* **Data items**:
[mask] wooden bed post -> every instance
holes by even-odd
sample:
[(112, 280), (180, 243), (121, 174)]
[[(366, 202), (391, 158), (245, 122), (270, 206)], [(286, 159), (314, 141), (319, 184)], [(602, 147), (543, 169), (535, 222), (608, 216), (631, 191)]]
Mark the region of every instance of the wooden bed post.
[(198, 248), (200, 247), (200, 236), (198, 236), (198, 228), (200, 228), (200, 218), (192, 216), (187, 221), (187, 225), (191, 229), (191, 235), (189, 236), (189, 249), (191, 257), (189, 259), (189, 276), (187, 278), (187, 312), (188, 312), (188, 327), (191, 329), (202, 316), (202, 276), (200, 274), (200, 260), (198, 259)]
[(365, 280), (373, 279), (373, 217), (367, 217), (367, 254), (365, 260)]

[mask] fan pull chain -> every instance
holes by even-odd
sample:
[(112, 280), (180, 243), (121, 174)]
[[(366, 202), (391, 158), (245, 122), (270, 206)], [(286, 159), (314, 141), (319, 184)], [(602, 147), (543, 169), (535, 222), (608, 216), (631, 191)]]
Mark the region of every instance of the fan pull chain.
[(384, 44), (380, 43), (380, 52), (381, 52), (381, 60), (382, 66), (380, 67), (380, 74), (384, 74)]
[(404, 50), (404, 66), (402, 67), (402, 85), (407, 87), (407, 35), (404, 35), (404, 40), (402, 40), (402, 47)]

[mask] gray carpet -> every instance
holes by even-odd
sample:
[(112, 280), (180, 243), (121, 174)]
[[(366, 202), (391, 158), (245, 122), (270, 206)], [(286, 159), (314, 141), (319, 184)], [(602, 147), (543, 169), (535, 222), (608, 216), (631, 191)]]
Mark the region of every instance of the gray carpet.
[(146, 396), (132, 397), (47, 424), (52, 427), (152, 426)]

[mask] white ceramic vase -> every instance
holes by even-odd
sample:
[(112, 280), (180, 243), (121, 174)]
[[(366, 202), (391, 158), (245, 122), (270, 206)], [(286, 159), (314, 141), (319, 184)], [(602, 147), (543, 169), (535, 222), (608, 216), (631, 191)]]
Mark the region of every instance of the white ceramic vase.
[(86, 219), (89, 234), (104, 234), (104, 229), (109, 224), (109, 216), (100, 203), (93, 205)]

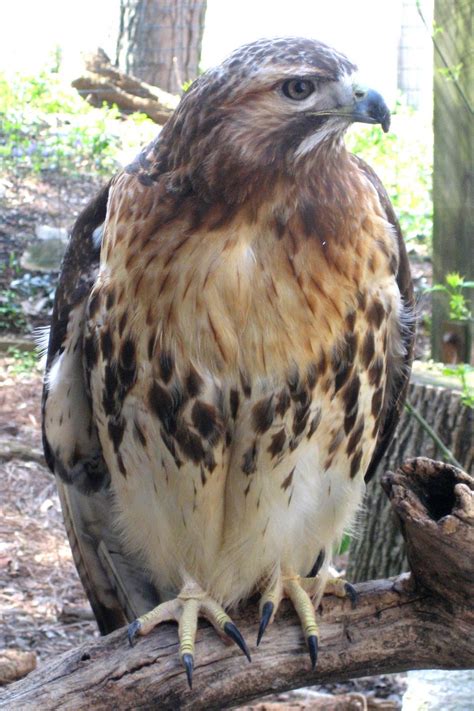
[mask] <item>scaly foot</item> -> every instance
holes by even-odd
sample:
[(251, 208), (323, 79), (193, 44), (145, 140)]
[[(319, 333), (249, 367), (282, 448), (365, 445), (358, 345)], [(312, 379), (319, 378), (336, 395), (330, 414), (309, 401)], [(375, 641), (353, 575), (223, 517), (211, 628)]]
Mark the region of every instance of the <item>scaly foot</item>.
[(353, 585), (344, 580), (344, 578), (330, 577), (327, 578), (324, 586), (323, 595), (336, 595), (336, 597), (348, 597), (352, 603), (352, 607), (357, 604), (357, 590)]
[(244, 638), (225, 610), (196, 583), (186, 583), (174, 600), (158, 605), (128, 626), (128, 641), (133, 646), (136, 637), (147, 635), (162, 622), (178, 623), (179, 654), (186, 670), (188, 684), (192, 688), (194, 669), (194, 642), (198, 617), (208, 620), (219, 635), (232, 639), (249, 662), (250, 653)]
[[(260, 600), (260, 626), (258, 629), (257, 646), (260, 644), (268, 624), (273, 622), (283, 597), (287, 597), (300, 618), (304, 631), (306, 644), (308, 645), (311, 666), (316, 667), (319, 647), (319, 631), (316, 622), (316, 611), (312, 602), (320, 589), (321, 581), (318, 576), (301, 577), (299, 575), (278, 576), (268, 589), (263, 593)], [(357, 602), (357, 592), (355, 588), (343, 578), (330, 577), (326, 580), (324, 595), (336, 595), (337, 597), (350, 598), (352, 606)]]
[(316, 611), (311, 600), (314, 594), (316, 578), (302, 578), (299, 575), (279, 576), (262, 595), (260, 600), (260, 627), (258, 629), (257, 646), (260, 644), (267, 625), (273, 622), (283, 597), (287, 597), (300, 618), (301, 626), (308, 645), (311, 666), (316, 667), (318, 658), (319, 634), (316, 622)]

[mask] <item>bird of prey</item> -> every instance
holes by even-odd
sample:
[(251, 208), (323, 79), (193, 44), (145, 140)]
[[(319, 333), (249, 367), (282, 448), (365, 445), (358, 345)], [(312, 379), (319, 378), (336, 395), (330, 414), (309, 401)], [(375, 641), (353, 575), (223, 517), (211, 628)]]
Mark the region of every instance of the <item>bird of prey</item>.
[(315, 601), (403, 405), (412, 285), (383, 186), (345, 148), (382, 97), (310, 39), (260, 40), (184, 94), (78, 218), (54, 306), (44, 448), (102, 631)]

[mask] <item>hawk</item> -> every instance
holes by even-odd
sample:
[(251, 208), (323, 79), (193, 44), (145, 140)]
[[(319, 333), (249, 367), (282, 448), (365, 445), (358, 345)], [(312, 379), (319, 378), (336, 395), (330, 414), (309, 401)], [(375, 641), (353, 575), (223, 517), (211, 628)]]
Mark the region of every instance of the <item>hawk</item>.
[(315, 601), (405, 398), (413, 294), (387, 194), (344, 145), (389, 128), (356, 67), (260, 40), (194, 82), (78, 218), (57, 290), (44, 449), (103, 632)]

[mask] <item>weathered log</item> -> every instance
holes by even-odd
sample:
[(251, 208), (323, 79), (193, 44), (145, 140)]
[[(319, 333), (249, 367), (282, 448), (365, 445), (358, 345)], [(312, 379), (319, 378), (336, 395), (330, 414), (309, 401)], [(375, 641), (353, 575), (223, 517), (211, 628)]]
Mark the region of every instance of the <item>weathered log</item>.
[(103, 49), (87, 55), (85, 66), (86, 73), (75, 79), (72, 86), (92, 106), (115, 104), (125, 113), (140, 111), (162, 125), (178, 105), (178, 96), (119, 72)]
[(24, 462), (37, 462), (45, 466), (44, 454), (41, 449), (29, 447), (14, 439), (0, 437), (0, 462), (21, 459)]
[[(465, 471), (474, 465), (474, 410), (463, 405), (452, 379), (415, 364), (407, 400), (452, 452)], [(408, 570), (405, 543), (392, 507), (380, 487), (380, 475), (415, 456), (441, 459), (443, 453), (415, 417), (405, 410), (378, 474), (367, 486), (356, 535), (351, 539), (347, 578), (362, 582)]]
[[(176, 629), (163, 625), (134, 648), (125, 630), (91, 640), (16, 682), (0, 699), (15, 709), (224, 709), (271, 692), (326, 681), (422, 668), (474, 664), (474, 479), (428, 459), (384, 477), (406, 537), (411, 573), (362, 583), (355, 608), (323, 598), (315, 672), (288, 604), (251, 664), (209, 627), (196, 645), (190, 691), (178, 659)], [(257, 611), (236, 621), (250, 640)]]

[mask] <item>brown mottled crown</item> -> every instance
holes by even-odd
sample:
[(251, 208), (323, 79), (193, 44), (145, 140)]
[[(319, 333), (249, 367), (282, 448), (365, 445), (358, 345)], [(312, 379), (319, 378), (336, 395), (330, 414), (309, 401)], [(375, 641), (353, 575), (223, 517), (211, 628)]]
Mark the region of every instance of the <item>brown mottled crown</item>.
[(301, 66), (337, 80), (342, 74), (354, 72), (357, 67), (347, 57), (323, 42), (303, 37), (261, 39), (236, 49), (212, 72), (231, 72), (236, 82), (255, 75), (266, 66)]

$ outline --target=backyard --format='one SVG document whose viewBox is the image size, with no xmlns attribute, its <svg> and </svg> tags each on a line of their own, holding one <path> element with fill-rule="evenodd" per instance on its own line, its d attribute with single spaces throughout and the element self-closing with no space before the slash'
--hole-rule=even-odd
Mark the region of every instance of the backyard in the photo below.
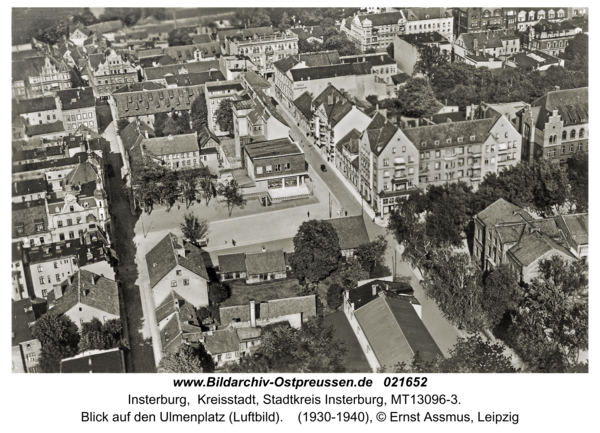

* **REQUIREMENT**:
Take every record and copy it word for word, dropping the pictures.

* **RESPONSE TO THE EXERCISE**:
[mask] wooden bed post -> every instance
holes by even-odd
sample:
[(112, 280), (180, 243), (121, 174)]
[[(366, 202), (391, 158), (245, 122), (270, 206)], [(286, 159), (314, 141), (319, 184)], [(602, 147), (543, 169), (535, 222), (608, 216), (631, 191)]]
Mark the region of every instance of the wooden bed post.
[(198, 248), (200, 247), (200, 236), (198, 236), (198, 228), (200, 228), (200, 218), (192, 216), (187, 221), (187, 225), (191, 229), (191, 235), (189, 236), (189, 249), (191, 257), (189, 259), (189, 276), (187, 278), (187, 312), (188, 312), (188, 327), (191, 329), (202, 316), (202, 276), (200, 274), (200, 260), (198, 259)]
[(365, 280), (373, 279), (373, 217), (367, 217), (367, 254), (365, 260)]

[mask] fan pull chain -> every instance
holes by even-odd
sample:
[(112, 280), (180, 243), (121, 174)]
[[(366, 202), (391, 158), (245, 122), (270, 206)], [(286, 159), (314, 141), (319, 184)], [(602, 147), (543, 169), (535, 222), (608, 216), (631, 191)]]
Mark the region of every instance of the fan pull chain.
[(384, 44), (380, 43), (380, 52), (381, 52), (381, 60), (382, 66), (380, 67), (380, 74), (384, 74)]
[(404, 50), (404, 66), (402, 67), (402, 85), (407, 87), (407, 35), (404, 35), (404, 40), (402, 40), (402, 47)]

[mask] gray carpet -> every instance
holes by even-odd
sample:
[(112, 280), (180, 243), (121, 174)]
[[(366, 202), (391, 158), (245, 122), (270, 206)], [(286, 159), (314, 141), (319, 184)], [(602, 147), (543, 169), (535, 222), (608, 216), (631, 191)]]
Mark the region of every instance of the gray carpet.
[(146, 396), (132, 397), (47, 424), (52, 427), (152, 426)]

[mask] white ceramic vase -> every instance
holes by even-odd
sample:
[(112, 280), (180, 243), (121, 174)]
[[(366, 202), (391, 158), (245, 122), (270, 206)], [(286, 159), (314, 141), (319, 184)], [(602, 147), (543, 169), (535, 222), (608, 216), (631, 191)]]
Mark the region of every instance of the white ceramic vase.
[(86, 219), (89, 234), (104, 234), (104, 229), (109, 224), (109, 216), (100, 203), (93, 205)]

[mask] <item>scaly foot</item> -> every instance
holes by even-odd
sample:
[(251, 208), (323, 79), (193, 44), (145, 140)]
[[(319, 333), (249, 367), (282, 448), (365, 445), (358, 345)], [(312, 379), (319, 378), (336, 395), (330, 414), (309, 401)], [(375, 641), (353, 575), (223, 517), (211, 628)]]
Mark the region of every instance of the <item>scaly foot</item>.
[(353, 585), (344, 580), (344, 578), (330, 577), (327, 578), (324, 586), (323, 595), (336, 595), (336, 597), (348, 597), (352, 603), (352, 607), (357, 604), (357, 590)]
[(244, 638), (225, 610), (196, 583), (186, 583), (174, 600), (158, 605), (128, 626), (128, 641), (133, 646), (136, 637), (147, 635), (162, 622), (178, 623), (179, 654), (186, 670), (188, 684), (192, 688), (194, 669), (194, 642), (198, 617), (208, 620), (219, 635), (232, 639), (249, 662), (250, 653)]
[[(260, 600), (260, 626), (258, 629), (257, 646), (260, 644), (268, 624), (273, 622), (283, 597), (287, 597), (300, 618), (304, 631), (306, 644), (308, 645), (311, 666), (316, 667), (319, 647), (319, 631), (316, 622), (316, 611), (312, 602), (320, 589), (321, 581), (318, 576), (301, 577), (299, 575), (278, 576), (268, 589), (263, 593)], [(357, 602), (357, 592), (355, 588), (343, 578), (330, 577), (326, 580), (324, 595), (336, 595), (337, 597), (350, 598), (352, 606)]]
[(316, 611), (311, 600), (314, 594), (316, 578), (302, 578), (299, 575), (279, 576), (262, 595), (260, 600), (260, 627), (258, 629), (257, 646), (260, 644), (267, 625), (273, 622), (283, 597), (287, 597), (300, 618), (301, 626), (308, 645), (311, 666), (316, 667), (318, 658), (319, 634), (316, 622)]

[mask] <item>bird of prey</item> -> every instance
holes by even-odd
sample:
[(251, 208), (323, 79), (193, 44), (145, 140)]
[[(319, 333), (249, 367), (282, 448), (365, 445), (358, 345)], [(312, 379), (319, 378), (336, 395), (330, 414), (309, 401)], [(375, 641), (353, 575), (223, 517), (211, 628)]]
Mark the region of every instance of the <item>bird of prey</item>.
[(315, 601), (403, 405), (412, 285), (383, 186), (345, 148), (382, 97), (310, 39), (260, 40), (184, 94), (78, 218), (54, 306), (44, 448), (102, 631)]

[mask] <item>hawk</item> -> every instance
holes by even-odd
sample:
[(251, 208), (323, 79), (193, 44), (145, 140)]
[[(319, 333), (249, 367), (282, 448), (365, 445), (358, 345)], [(312, 379), (319, 378), (336, 395), (330, 414), (309, 401)], [(375, 641), (353, 575), (223, 517), (211, 628)]]
Mark the region of every instance of the <item>hawk</item>.
[(315, 601), (405, 398), (413, 294), (387, 194), (344, 145), (389, 128), (356, 67), (260, 40), (194, 82), (78, 218), (57, 290), (44, 449), (103, 632)]

[mask] <item>weathered log</item> -> every instance
holes by even-odd
sample:
[(251, 208), (323, 79), (193, 44), (145, 140)]
[[(319, 333), (249, 367), (282, 448), (365, 445), (358, 345)], [(312, 379), (319, 378), (336, 395), (330, 414), (309, 401)], [(375, 641), (353, 575), (223, 517), (211, 628)]]
Mark the region of every instance of the <item>weathered log</item>.
[(103, 49), (87, 55), (85, 66), (86, 73), (75, 79), (72, 86), (92, 106), (115, 104), (125, 113), (140, 111), (162, 125), (178, 105), (178, 96), (119, 72)]
[(24, 462), (37, 462), (45, 466), (44, 454), (41, 449), (29, 447), (14, 439), (0, 437), (0, 462), (21, 459)]
[[(465, 471), (474, 465), (474, 410), (463, 405), (452, 379), (415, 364), (407, 400), (452, 452)], [(408, 570), (405, 543), (392, 507), (380, 487), (380, 475), (415, 456), (441, 459), (443, 453), (415, 417), (405, 410), (378, 474), (367, 486), (356, 535), (351, 539), (347, 578), (362, 582)]]
[[(176, 629), (163, 625), (134, 648), (125, 630), (91, 640), (16, 682), (0, 699), (15, 709), (224, 709), (271, 692), (326, 681), (422, 668), (474, 664), (474, 479), (428, 459), (384, 477), (406, 537), (411, 573), (362, 583), (355, 608), (323, 598), (315, 672), (288, 604), (251, 664), (209, 627), (196, 645), (190, 691), (178, 659)], [(257, 611), (236, 621), (250, 640)]]

[mask] <item>brown mottled crown</item> -> every instance
holes by even-odd
sample:
[(251, 208), (323, 79), (193, 44), (145, 140)]
[[(319, 333), (249, 367), (282, 448), (365, 445), (358, 345)], [(312, 379), (319, 378), (336, 395), (330, 414), (309, 401)], [(375, 641), (353, 575), (223, 517), (211, 628)]]
Mark the region of every instance of the <item>brown mottled crown</item>.
[(301, 66), (337, 80), (342, 74), (354, 72), (357, 67), (347, 57), (323, 42), (303, 37), (261, 39), (236, 49), (212, 72), (231, 72), (236, 82), (255, 75), (266, 66)]

$ outline --target=backyard --format='one SVG document whose viewBox is the image size, with no xmlns attribute, its <svg> and </svg> tags each on a line of their own, holding one <path> element with fill-rule="evenodd" per instance on its own line, its d attribute with single spaces throughout and the element self-closing with no space before the slash'
--hole-rule=even-odd
Mark the region of every instance of the backyard in the photo below.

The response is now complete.